Records follow. Pull out every line that contains "positive".

━━━━━ Dataset records ━━━━━

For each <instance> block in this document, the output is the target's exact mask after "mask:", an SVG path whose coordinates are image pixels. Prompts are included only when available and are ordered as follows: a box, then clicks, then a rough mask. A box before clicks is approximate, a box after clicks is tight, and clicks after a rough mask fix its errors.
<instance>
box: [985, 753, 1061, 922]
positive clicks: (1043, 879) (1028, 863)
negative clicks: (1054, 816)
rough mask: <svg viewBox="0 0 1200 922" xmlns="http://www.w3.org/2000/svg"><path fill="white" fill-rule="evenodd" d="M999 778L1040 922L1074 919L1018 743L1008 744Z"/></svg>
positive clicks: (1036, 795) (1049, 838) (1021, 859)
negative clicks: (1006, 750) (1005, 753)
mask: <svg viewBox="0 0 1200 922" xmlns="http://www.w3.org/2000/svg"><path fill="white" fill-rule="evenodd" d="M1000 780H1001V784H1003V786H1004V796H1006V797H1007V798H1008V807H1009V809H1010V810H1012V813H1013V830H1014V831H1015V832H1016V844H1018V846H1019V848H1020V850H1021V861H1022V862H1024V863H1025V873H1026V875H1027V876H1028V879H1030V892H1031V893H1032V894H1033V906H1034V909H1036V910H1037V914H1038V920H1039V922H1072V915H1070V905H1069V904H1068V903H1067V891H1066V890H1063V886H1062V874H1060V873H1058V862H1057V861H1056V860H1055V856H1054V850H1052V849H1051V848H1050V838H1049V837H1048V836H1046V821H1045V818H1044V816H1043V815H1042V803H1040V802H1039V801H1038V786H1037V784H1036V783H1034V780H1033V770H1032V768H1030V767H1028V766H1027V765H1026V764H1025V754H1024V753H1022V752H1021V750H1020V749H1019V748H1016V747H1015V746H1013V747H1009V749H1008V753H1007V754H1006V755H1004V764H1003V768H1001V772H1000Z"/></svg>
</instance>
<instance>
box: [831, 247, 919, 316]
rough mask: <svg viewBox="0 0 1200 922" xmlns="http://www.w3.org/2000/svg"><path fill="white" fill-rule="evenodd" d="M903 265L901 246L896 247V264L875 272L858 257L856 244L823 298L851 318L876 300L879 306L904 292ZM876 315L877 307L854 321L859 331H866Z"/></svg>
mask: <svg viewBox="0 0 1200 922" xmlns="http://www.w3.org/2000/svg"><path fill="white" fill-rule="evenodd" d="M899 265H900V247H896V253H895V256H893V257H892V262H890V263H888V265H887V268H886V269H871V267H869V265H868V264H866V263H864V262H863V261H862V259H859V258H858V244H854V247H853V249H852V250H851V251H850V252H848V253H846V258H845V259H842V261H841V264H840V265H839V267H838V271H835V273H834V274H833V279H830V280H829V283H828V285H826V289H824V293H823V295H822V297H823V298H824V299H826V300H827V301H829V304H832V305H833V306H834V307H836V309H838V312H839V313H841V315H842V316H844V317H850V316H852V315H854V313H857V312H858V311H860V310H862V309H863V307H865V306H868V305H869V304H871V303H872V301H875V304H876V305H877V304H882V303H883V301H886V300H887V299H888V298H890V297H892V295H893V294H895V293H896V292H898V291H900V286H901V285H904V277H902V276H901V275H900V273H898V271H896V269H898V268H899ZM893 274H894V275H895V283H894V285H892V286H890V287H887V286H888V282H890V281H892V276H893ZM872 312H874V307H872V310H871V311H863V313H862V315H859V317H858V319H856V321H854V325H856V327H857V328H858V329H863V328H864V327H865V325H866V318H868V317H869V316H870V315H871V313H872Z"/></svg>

━━━━━

Solution for this task:
positive clicks: (1043, 879) (1028, 863)
positive clicks: (1036, 795) (1049, 838) (1021, 859)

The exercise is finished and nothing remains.